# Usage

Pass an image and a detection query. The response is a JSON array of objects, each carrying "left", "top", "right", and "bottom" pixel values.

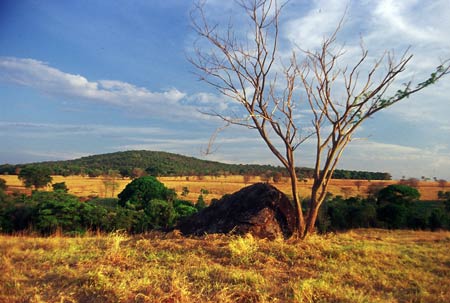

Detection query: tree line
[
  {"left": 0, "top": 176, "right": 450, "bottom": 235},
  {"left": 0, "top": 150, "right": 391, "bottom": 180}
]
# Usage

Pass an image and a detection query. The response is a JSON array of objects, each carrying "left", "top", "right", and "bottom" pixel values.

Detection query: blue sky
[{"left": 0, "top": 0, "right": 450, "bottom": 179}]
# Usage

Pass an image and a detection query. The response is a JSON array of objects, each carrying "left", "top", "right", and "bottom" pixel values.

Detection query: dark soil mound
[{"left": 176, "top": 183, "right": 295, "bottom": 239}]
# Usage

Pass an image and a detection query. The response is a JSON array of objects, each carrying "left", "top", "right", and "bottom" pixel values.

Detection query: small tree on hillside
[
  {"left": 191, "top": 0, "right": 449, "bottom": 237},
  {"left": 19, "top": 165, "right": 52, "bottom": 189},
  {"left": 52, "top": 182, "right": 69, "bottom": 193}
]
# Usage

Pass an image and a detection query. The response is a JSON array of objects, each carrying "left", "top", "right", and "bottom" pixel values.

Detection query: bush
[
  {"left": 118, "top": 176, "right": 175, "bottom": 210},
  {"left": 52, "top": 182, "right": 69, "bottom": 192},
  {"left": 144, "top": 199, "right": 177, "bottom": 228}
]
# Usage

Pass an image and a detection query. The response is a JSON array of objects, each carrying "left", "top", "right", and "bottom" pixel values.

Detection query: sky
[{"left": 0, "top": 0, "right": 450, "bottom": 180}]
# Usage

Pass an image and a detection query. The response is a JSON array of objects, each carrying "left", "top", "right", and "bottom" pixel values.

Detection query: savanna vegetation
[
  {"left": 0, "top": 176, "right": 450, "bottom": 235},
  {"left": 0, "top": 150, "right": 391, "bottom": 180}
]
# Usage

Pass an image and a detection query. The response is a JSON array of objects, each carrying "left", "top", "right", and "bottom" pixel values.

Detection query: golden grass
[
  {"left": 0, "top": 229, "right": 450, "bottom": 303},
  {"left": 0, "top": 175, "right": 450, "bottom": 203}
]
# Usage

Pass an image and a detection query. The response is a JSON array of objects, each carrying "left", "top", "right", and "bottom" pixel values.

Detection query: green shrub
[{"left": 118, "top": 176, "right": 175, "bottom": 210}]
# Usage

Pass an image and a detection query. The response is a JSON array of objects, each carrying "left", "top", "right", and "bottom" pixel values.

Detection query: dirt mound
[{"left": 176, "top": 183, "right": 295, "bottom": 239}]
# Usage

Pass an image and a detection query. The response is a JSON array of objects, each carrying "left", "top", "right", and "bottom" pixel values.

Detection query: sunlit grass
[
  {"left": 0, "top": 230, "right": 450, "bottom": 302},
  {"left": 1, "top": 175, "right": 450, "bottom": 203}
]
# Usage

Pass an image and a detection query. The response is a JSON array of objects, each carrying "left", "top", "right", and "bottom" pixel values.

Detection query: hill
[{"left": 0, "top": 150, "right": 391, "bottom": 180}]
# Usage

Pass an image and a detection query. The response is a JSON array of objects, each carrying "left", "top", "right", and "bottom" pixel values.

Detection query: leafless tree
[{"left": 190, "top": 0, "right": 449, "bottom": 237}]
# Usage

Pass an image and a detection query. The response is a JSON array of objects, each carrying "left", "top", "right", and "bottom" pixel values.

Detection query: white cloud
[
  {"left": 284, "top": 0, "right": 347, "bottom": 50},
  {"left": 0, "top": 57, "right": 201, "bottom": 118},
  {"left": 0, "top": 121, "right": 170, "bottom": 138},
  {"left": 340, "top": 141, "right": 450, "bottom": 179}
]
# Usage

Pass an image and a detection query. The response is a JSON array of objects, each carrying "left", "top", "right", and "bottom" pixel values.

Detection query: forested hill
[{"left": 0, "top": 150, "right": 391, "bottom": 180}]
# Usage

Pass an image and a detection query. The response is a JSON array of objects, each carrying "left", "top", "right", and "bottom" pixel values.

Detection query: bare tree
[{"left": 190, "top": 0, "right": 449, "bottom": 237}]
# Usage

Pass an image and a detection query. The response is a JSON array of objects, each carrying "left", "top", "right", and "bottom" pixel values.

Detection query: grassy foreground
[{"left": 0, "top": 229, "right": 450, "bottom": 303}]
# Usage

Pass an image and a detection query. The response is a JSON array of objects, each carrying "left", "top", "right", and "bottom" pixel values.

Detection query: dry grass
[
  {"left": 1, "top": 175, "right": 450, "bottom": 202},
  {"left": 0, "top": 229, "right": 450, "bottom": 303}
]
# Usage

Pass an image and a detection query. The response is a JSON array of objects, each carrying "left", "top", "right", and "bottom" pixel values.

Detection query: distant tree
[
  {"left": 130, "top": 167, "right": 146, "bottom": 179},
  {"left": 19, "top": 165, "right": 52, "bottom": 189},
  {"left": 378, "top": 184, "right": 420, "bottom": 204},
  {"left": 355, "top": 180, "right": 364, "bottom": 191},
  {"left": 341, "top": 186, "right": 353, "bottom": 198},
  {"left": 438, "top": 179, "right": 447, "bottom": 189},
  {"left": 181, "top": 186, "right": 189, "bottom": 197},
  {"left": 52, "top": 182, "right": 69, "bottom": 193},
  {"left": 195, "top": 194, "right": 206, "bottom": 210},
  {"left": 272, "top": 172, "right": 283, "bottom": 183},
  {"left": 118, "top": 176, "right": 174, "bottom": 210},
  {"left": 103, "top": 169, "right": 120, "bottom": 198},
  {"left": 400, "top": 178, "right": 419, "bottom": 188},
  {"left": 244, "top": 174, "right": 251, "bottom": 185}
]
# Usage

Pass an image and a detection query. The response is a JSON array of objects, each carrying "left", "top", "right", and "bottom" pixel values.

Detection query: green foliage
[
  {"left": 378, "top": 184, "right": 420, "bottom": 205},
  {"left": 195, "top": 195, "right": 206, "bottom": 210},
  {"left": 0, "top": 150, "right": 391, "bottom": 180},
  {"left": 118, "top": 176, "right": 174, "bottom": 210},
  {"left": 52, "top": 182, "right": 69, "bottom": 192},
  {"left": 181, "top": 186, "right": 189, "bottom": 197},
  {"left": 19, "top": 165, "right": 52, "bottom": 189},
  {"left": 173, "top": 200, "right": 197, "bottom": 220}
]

PROBLEM STATEMENT:
Return every line of the material above that contains the string "mound".

EXERCISE OUTPUT:
Detection query: dark soil mound
Detection query: dirt mound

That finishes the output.